• **STATED EXERCISE A**
In the records, copy out word for word the lines running from the one with "Target: leafless tree" through the one with "[(412, 180), (172, 219)]", including both of those lines.

A Russian court has sentenced a journalist from a respected business daily to 3 1/2 years in prison after convicting him on extremism charges in a case denounced by rights activists and scores of fellow journalists.

A Moscow court on August 10 found Aleksandr Sokolov, a special correspondent with the RBK newspaper, and three others guilty of involvement with a nationalist group deemed “extremist” by Russian authorities.

Investigators accused Sokolov -- together with co-defendants Yury Mukhin, Kirill Barabash, and Valery Parfyonov -- of continuing the work of a hard-line nationalist group called the People’s Will Army after it was banned by authorities as an extremist organization in 2010.

Barabash and Parvyonov were each handed four-year prison sentences, while Mukhin, a nationalist media figure and activist fiercely critical of the Kremlin, was given a four-year suspended sentence.

Sokolov, who has been in custody since his arrest in July 2015, has found supporters across Russia’s political spectrum, including from liberal journalists and political activists, nationalist groups, and opposition leader Aleksei Navalny.

Aleksandr Sokolov (center) and co-defendants Kirill Barabash (left) and Valery Parfyonov attend a hearing in Moscow's Tverskoy District Court on August 10.
Aleksandr Sokolov (center) and co-defendants Kirill Barabash (left) and Valery Parfyonov attend a hearing in Moscow's Tverskoy District Court on August 10.

He says he suspects his prosecution was linked to his doctoral dissertation on mismanagement in state corporations and to his investigative reporting for RBK, including on cost overruns involved in the construction of Russia’s Vostochny Cosmodrome, a space launch facility.

Sokolov was arrested just weeks after the July 2015 report about the Vostochny Cosmodrome, though he says his apartment was raided by investigators in February 2014 -- around the time he was preparing to defend his dissertation.

Prosecutors said the defendants were part of a cosmetically rebranded version of the People’s Will Army known as For Responsible Authorities!

Yury Mukhin
Yury Mukhin

Sokolov was accused of registering and running the website for the group, which has called for a referendum on setting up a popular tribunal to try senior Russian officials.

• **STATED EXERCISE B**
Answer from the article on Sokolov's sentencing:
(i) In what month and year was Sokolov arrested?
(ii) What sentence was Yury Mukhin given?
(iii) What was Sokolov accused of doing with the group's website?

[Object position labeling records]
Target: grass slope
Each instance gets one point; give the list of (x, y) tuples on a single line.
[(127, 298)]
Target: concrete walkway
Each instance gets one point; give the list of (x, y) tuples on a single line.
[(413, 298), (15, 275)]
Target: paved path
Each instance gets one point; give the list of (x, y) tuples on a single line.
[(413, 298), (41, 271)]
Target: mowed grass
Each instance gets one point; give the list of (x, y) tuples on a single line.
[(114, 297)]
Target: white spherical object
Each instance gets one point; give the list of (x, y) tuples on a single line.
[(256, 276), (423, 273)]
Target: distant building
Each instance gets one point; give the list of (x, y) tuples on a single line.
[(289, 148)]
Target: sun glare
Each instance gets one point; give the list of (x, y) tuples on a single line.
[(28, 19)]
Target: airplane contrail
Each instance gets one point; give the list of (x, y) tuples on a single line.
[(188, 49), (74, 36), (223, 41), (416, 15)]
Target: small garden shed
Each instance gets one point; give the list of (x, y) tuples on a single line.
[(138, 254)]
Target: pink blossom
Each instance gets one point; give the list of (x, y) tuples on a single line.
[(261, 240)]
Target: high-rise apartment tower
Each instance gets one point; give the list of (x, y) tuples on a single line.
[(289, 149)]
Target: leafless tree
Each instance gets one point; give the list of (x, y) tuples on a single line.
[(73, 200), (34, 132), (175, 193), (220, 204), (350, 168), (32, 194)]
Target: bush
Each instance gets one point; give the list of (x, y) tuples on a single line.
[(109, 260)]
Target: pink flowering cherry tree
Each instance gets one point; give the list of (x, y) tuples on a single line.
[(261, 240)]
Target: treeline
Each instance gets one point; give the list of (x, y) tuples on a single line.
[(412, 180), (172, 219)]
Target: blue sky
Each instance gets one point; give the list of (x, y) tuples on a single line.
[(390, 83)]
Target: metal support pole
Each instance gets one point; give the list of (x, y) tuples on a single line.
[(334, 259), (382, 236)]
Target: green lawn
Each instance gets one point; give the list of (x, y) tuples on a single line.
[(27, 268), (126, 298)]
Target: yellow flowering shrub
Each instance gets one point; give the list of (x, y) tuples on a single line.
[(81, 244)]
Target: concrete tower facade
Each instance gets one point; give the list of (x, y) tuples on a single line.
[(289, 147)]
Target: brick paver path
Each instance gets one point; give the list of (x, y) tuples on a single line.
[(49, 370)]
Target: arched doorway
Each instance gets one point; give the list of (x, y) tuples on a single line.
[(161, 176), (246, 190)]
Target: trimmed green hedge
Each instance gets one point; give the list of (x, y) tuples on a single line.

• **CORRECT RESULT A**
Target: leafless tree
Each instance gets one point; give the list of (x, y) tuples on a single line.
[(73, 200), (34, 132), (175, 193), (220, 204), (350, 168), (32, 194)]
Target: bush
Each instance gets one point; give the list of (x, y) tuples on a single line.
[(109, 260)]
Target: pink flowering cherry tree
Each instance gets one point; give the list of (x, y) tuples on a single line.
[(261, 240)]
Target: treeline
Each instance gets one point; give the list of (x, y) tuples on a single line.
[(412, 180), (172, 219)]

• **CORRECT RESULT B**
(i) July 2015
(ii) A four-year suspended sentence
(iii) Registering and running it